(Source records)

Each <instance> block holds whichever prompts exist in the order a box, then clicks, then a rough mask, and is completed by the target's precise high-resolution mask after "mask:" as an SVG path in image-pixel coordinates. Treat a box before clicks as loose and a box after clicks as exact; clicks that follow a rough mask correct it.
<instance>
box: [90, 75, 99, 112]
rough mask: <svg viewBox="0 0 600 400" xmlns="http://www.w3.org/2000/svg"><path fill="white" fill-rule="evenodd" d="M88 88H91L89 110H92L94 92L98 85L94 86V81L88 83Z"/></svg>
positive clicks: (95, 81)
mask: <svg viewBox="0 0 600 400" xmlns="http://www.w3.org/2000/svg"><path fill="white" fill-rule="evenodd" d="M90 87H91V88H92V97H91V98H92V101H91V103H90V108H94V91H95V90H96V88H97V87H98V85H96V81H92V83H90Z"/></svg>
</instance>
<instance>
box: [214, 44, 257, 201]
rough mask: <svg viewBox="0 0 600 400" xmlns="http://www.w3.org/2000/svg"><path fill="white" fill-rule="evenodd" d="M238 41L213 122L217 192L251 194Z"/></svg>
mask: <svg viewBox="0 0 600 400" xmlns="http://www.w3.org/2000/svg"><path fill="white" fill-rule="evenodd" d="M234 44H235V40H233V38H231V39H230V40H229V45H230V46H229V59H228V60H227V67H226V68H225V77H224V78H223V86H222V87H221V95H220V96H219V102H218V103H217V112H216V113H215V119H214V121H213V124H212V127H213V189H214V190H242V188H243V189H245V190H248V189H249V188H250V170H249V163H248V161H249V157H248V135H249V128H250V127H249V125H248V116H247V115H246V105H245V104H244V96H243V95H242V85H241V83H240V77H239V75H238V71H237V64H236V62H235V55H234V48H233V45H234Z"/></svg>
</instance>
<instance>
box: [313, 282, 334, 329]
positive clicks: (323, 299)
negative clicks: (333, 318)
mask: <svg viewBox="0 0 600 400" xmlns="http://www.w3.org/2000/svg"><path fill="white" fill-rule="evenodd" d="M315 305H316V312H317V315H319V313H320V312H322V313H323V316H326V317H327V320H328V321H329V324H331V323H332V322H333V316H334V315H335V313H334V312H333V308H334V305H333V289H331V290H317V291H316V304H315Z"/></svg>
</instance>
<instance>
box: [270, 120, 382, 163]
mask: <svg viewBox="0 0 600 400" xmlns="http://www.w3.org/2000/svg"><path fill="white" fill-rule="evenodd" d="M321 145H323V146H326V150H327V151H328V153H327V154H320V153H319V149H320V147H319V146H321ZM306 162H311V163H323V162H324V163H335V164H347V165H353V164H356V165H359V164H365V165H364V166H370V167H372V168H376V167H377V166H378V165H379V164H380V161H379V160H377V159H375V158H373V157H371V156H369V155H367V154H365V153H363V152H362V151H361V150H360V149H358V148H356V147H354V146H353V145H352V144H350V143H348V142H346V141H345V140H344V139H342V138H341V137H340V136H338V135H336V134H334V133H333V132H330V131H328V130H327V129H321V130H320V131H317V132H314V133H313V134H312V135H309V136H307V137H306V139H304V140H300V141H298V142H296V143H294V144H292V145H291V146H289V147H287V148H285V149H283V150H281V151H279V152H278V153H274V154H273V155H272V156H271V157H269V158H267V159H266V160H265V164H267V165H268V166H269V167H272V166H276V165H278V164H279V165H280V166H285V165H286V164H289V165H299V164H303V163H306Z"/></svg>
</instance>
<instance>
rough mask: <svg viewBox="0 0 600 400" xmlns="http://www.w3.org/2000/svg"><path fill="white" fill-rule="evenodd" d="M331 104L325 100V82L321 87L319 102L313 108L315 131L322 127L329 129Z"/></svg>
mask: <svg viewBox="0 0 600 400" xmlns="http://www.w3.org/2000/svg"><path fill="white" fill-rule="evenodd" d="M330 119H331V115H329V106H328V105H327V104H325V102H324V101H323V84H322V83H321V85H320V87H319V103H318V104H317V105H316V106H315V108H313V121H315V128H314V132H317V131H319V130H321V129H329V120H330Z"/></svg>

- **INSTRUCTIONS FOR THE TASK**: Rewrite all of the lines above, swapping "positive clicks" for "foreground clicks" and leaving everything else unchanged.

- **COMPLETED EXERCISE**:
Each <instance> block holds whichever prompts exist in the order a box, then clicks, then a rough mask, and is completed by the target's precise high-resolution mask after "mask:" as an SVG path in image-pixel coordinates. Treat a box before clicks as loose and a box after clicks as exact; clicks that follow a rough mask correct it.
<instance>
box: [90, 75, 99, 112]
rough mask: <svg viewBox="0 0 600 400" xmlns="http://www.w3.org/2000/svg"><path fill="white" fill-rule="evenodd" d="M88 88H91L89 110H92L94 92L98 85L94 86V81L88 83Z"/></svg>
foreground clicks: (95, 81)
mask: <svg viewBox="0 0 600 400" xmlns="http://www.w3.org/2000/svg"><path fill="white" fill-rule="evenodd" d="M90 87H91V88H92V97H91V98H92V101H91V103H90V108H94V91H95V90H96V88H97V87H98V85H96V81H92V83H90Z"/></svg>
</instance>
<instance>
box: [214, 44, 257, 201]
rough mask: <svg viewBox="0 0 600 400" xmlns="http://www.w3.org/2000/svg"><path fill="white" fill-rule="evenodd" d="M238 41L213 122L217 192L251 194Z"/></svg>
mask: <svg viewBox="0 0 600 400" xmlns="http://www.w3.org/2000/svg"><path fill="white" fill-rule="evenodd" d="M234 44H235V40H233V38H231V39H230V40H229V45H230V46H229V59H228V60H227V67H226V68H225V77H224V78H223V86H222V87H221V95H220V96H219V102H218V103H217V112H216V113H215V119H214V121H213V124H212V127H213V189H214V190H242V188H243V189H245V190H248V189H249V188H250V170H249V163H248V161H249V157H248V135H249V128H250V127H249V125H248V116H247V115H246V105H245V104H244V96H243V95H242V85H241V83H240V77H239V75H238V71H237V64H236V62H235V55H234V48H233V45H234Z"/></svg>
</instance>
<instance>
box: [313, 282, 334, 329]
foreground clicks: (323, 299)
negative clicks: (333, 318)
mask: <svg viewBox="0 0 600 400" xmlns="http://www.w3.org/2000/svg"><path fill="white" fill-rule="evenodd" d="M315 305H316V312H317V315H319V313H320V312H322V313H323V316H326V317H327V320H328V321H329V324H331V323H332V322H333V316H334V315H335V313H334V312H333V308H334V305H333V289H331V290H317V291H316V304H315Z"/></svg>
</instance>
<instance>
box: [270, 120, 382, 163]
mask: <svg viewBox="0 0 600 400" xmlns="http://www.w3.org/2000/svg"><path fill="white" fill-rule="evenodd" d="M321 145H323V146H326V150H327V151H328V153H327V154H320V153H319V149H320V147H319V146H321ZM306 162H311V163H323V162H324V163H335V164H347V165H353V164H356V165H359V164H365V165H364V166H370V167H372V168H376V167H377V166H378V165H379V164H380V161H379V160H377V159H375V158H373V157H371V156H369V155H367V154H365V153H363V152H362V151H361V150H360V149H358V148H356V147H354V146H353V145H352V144H350V143H348V142H346V141H345V140H344V139H342V138H341V137H340V136H338V135H336V134H334V133H333V132H330V131H328V130H327V129H321V130H320V131H317V132H314V133H313V134H312V135H309V136H307V137H306V139H304V140H300V141H298V142H296V143H294V144H292V145H291V146H289V147H287V148H285V149H283V150H281V151H279V152H278V153H274V154H273V155H272V156H271V157H269V158H267V159H266V160H265V164H267V165H268V166H269V167H272V166H276V165H278V164H279V165H280V166H285V165H286V164H289V165H299V164H303V163H306Z"/></svg>
</instance>
<instance>
rough mask: <svg viewBox="0 0 600 400" xmlns="http://www.w3.org/2000/svg"><path fill="white" fill-rule="evenodd" d="M331 104L325 100V82L321 87L319 102L313 108L315 131L322 127L329 129Z"/></svg>
mask: <svg viewBox="0 0 600 400" xmlns="http://www.w3.org/2000/svg"><path fill="white" fill-rule="evenodd" d="M330 119H331V115H329V106H328V105H327V104H325V102H324V101H323V84H322V83H321V85H320V87H319V103H318V104H317V105H316V106H315V108H313V121H315V128H314V132H317V131H319V130H321V129H329V120H330Z"/></svg>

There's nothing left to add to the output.